Work required:
Put everything from the line containing "Can you find the goalkeeper gloves" down to the last line below into a numbered list, leaving out any blank lines.
[begin Material for this exercise]
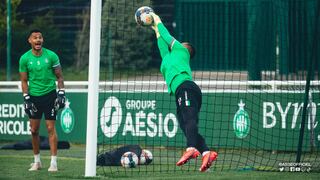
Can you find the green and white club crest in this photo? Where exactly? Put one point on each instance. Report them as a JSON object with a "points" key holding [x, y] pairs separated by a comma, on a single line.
{"points": [[67, 118], [241, 122]]}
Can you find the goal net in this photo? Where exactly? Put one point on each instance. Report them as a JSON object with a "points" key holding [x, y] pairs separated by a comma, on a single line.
{"points": [[257, 64]]}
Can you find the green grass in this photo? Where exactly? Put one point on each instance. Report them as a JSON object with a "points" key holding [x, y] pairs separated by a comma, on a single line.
{"points": [[14, 165]]}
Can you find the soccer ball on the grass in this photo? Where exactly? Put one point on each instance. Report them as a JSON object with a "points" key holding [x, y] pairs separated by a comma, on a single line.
{"points": [[129, 160], [145, 157], [143, 16]]}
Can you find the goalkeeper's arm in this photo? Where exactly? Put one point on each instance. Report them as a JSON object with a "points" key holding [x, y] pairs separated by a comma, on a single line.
{"points": [[163, 47], [162, 30]]}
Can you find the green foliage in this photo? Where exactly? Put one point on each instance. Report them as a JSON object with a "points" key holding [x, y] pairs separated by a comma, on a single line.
{"points": [[124, 44]]}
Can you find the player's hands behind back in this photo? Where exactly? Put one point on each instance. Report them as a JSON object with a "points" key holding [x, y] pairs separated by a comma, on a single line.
{"points": [[29, 108], [60, 101]]}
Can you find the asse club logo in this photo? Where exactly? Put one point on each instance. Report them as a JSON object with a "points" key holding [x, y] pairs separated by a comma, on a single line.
{"points": [[67, 119], [241, 122]]}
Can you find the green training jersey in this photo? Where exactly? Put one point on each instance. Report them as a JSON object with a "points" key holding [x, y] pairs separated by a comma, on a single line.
{"points": [[40, 71], [175, 66]]}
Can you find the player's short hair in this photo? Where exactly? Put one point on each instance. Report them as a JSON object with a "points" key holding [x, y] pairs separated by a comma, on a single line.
{"points": [[34, 31], [191, 49]]}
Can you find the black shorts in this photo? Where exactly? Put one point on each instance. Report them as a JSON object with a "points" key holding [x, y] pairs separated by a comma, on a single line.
{"points": [[45, 106], [188, 94]]}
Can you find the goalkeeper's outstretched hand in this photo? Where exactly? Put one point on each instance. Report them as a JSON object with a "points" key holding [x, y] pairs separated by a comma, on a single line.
{"points": [[156, 18], [156, 21]]}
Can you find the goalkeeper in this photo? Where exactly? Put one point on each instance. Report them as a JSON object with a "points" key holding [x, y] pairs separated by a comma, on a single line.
{"points": [[176, 71], [39, 69]]}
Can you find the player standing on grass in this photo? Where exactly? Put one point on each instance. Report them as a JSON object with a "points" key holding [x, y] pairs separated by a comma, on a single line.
{"points": [[176, 71], [39, 69]]}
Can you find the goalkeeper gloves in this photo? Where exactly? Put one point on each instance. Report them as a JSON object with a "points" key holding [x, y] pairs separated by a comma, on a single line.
{"points": [[29, 108], [60, 101]]}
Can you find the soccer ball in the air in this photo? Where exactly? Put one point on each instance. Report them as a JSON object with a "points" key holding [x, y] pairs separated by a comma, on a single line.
{"points": [[146, 157], [129, 160], [143, 16]]}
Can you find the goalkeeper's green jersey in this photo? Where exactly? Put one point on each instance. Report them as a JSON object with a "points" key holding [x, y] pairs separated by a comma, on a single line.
{"points": [[40, 69], [175, 66]]}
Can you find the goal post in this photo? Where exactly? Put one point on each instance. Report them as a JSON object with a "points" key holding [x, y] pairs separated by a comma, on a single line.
{"points": [[93, 88]]}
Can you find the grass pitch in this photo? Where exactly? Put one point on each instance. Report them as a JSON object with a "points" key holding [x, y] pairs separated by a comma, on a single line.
{"points": [[14, 165]]}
[end Material for this exercise]
Task answer:
1. Can you find the goalkeeper gloves in this photo? Where exactly? Put one point on each instance. Report them as a JSON object with a "points" key holding [x, y] pairs separated by a comma, on a single line.
2. {"points": [[29, 108], [60, 101]]}
3. Can you find the soccer ball in the air in this photo? Where exactly? Put one point on each instance. Report them as a JSON object with a "points" key holding [x, y] pairs separated by a comma, on a single line.
4. {"points": [[146, 157], [129, 160], [143, 16]]}
5. Can you find the goalkeeper's green jersey in this photo? Where exactly? Put one point on each instance. Report them as a JSON object with a "points" key holding [x, y] pairs separated by a comma, on a single line.
6. {"points": [[40, 69], [175, 66]]}
7. Can you find the goal post in this photo? Where exactly? Put one point on each instance. Report them as a JSON object with a "points" key holding [x, y] pairs separated by a comma, on a single line.
8. {"points": [[93, 88]]}
9. Can you find the grass pitch in this photo? Where exactly? Put one point on each instance. Report them as a JSON object with a "points" key holding [x, y] pairs separated by a comma, on a single line.
10. {"points": [[14, 165]]}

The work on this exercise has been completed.